WHAT THE TASK REQUIRES ▸ Print every record below exactly as written.
# Start of PROVIDED MATERIAL
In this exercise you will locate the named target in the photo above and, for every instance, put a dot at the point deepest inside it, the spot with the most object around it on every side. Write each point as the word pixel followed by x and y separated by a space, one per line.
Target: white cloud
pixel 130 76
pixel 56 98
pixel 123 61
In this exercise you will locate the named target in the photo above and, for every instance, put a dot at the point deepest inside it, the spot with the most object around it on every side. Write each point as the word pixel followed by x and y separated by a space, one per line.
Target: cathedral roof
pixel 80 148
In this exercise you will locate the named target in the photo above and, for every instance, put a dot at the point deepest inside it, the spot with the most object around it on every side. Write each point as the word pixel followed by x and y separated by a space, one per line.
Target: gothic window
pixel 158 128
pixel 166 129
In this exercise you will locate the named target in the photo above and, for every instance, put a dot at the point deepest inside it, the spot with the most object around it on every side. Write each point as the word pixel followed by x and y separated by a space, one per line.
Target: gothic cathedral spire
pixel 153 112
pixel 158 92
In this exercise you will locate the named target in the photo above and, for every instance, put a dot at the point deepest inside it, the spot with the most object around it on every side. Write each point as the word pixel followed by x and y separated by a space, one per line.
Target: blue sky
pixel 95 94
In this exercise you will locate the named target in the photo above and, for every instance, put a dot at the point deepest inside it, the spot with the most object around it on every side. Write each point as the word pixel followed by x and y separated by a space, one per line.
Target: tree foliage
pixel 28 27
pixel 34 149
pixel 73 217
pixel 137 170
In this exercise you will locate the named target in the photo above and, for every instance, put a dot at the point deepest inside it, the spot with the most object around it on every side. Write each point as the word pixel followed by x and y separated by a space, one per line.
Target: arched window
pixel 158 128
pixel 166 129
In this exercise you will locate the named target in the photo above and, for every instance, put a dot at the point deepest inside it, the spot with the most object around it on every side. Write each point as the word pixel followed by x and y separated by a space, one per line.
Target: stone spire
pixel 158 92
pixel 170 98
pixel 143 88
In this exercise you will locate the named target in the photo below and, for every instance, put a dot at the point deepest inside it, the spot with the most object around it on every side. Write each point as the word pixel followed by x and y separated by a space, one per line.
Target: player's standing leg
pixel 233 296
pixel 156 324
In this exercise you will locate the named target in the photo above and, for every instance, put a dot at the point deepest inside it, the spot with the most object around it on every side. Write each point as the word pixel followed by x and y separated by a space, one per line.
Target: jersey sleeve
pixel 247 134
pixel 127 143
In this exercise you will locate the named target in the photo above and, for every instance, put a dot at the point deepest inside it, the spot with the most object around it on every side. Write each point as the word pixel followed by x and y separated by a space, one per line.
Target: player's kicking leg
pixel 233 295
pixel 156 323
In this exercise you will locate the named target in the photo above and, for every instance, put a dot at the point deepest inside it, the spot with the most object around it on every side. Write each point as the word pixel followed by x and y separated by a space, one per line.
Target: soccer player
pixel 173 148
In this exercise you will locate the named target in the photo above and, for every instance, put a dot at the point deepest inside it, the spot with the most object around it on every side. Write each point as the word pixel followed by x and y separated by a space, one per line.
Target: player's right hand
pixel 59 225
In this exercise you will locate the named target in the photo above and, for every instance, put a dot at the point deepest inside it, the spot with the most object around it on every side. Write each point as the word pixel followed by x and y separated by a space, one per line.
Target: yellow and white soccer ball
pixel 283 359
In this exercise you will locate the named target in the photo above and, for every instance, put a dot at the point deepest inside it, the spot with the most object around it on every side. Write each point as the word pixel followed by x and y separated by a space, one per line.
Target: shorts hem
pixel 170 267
# End of PROVIDED MATERIAL
TASK SOLUTION ▸
In this exercise you will locate the named target in the photo above and, for every instance, put a dot at the point deepest inside it, the spot with the most object around it on every side. Write each point as the word pixel followed by x and y separated by a space, one per line.
Target: white cloud
pixel 130 76
pixel 56 98
pixel 123 61
In this exercise you will locate the named target in the photo above and, for every instance, put a dot at the point deepest inside it, the spot with the most object around it on every side. Write each point as the word pixel followed by x and y separated by a space, one per line.
Target: cathedral roof
pixel 80 148
In this exercise you will locate the named target in the photo above and, for every instance, put a dot at the point deepest inside it, the spot with the most object around it on every side. Write each point as the word pixel followed by x and y separated by a space, one per line.
Target: gothic window
pixel 158 128
pixel 166 129
In this exercise you will locate the named target in the photo above and, for every instance, put a dot at the point deepest inside it, the spot with the most object around it on every side. Write each point as the word pixel followed by x and y separated by a space, one per line.
Target: gothic cathedral spire
pixel 153 112
pixel 158 92
In this exercise you will locate the named target in the photo above and, for every instance, put a dot at the point deepest inside it, the spot with the most object around it on every side. Write each point as the word pixel followed by x and y separated by a space, one per line.
Target: blue sky
pixel 95 94
In this exercise you will locate the named target in the photo above and, for every instance, put a dot at the point deepest inside it, the spot with the most object around it on every side. Write each point as the word pixel followed by x and y separated by a space, one per line.
Target: tree foliage
pixel 28 27
pixel 34 149
pixel 73 217
pixel 137 170
In this exercise you will locate the named target in the photo above and, for every instance, put a dot at the point deepest inside it, the spot with the most object around it on every side. Write each point as the word pixel followed by x and y separated by a space, one per line.
Target: arched window
pixel 158 128
pixel 166 129
In this exercise you will locate the named target in the photo above and, for every instance, put a dot at the point deepest inside it, the spot with the most object around it on every side. Write each point as the word pixel followed by x and y separated by a space, one per line.
Target: stone spire
pixel 158 92
pixel 170 98
pixel 143 88
In this exercise you will locate the named target in the photo below and, for every instance, put a dot at the point deepest inside it, the spot with the most object around it on every side. Write each point as the word pixel followed by x and y separated by a space, one per line.
Target: player's standing leg
pixel 233 296
pixel 156 324
In this exercise you will locate the named target in the photo above and, for every instance, put a dot at the point deepest inside it, the spot with the most object around it on every side. Write each point as the word pixel followed by x and y separated by a space, one per line.
Target: jersey sleeve
pixel 247 134
pixel 127 143
In this exercise you will locate the named target in the photo above and, for every instance, put a dot at the point deepest inside it, the spot with the most object around it on every side. Write each point as the word pixel followed by x and y separated by a space, one per line.
Target: player's kicking leg
pixel 233 295
pixel 156 323
In this exercise you will locate the named target in the photo above and, for every instance, put a dot at the point deepest inside it, the spot with the most object around it on every side. Write each point as the word pixel followed by x and y separated by a space, one per line.
Target: soccer player
pixel 173 148
In this exercise you will locate the named target in the photo above and, for every instance, put a dot at the point deepest inside it, the spot with the most object around it on every side. Write each point as the word pixel followed by x and y separated by a space, one per line.
Target: player's right hand
pixel 59 225
In this exercise you will locate the named target in the photo above and, for every instance, put a dot at the point deepest inside it, the spot with the most object around it on every side. Write each point as the word pixel followed by x and y separated by a space, one per line.
Target: yellow and white soccer ball
pixel 283 359
In this exercise you will locate the named target in the photo above and, for every instance, put a dot at the point deepest inside it, the spot with the most object around it on every side. Write each point as the word pixel followed by x and y separated by a space, one per line.
Target: shorts hem
pixel 170 267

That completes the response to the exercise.